▸ Problem to work on: Make an exact copy of the lines below.

▸ Source records:
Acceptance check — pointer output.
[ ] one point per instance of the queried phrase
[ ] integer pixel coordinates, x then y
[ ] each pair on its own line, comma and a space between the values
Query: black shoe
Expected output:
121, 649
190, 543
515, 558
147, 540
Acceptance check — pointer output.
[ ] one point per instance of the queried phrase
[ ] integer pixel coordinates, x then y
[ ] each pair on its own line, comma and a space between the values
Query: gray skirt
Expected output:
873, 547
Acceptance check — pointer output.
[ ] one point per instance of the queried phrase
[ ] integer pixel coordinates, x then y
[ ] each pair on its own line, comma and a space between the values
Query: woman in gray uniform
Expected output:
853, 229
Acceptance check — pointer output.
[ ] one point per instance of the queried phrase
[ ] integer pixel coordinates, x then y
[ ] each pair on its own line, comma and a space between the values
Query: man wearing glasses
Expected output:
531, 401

▸ The output:
Acceptance check — pointer output.
[ ] one point per instance of the queried phrase
[ ] integer pixel coordinates, x then y
[ ] each pair on its own line, comma and a space between the values
Query: black shoe
Expected output:
121, 649
190, 543
515, 558
147, 540
Acceptance check — pointer output.
[ ] one point per instance of the queried phrase
[ ] integer pixel coordinates, x then y
[ ] each pair on its own line, comma and a space between the values
Query: gray skirt
Expected output:
873, 547
Acceptance check — pointer output.
[ ] one point per instance of the queried phrase
[ ] integer pixel coordinates, x then y
[ ] each pair on its own line, comma and a space between the values
Query: woman in gray uniform
Expected output:
853, 229
Acceptance check — pointer output.
[ ] one point per instance of the queried phrase
[ ] integer pixel coordinates, x then y
[ ] each pair on its own line, comma and a space between the values
Query: man wearing glasses
Expected output:
531, 401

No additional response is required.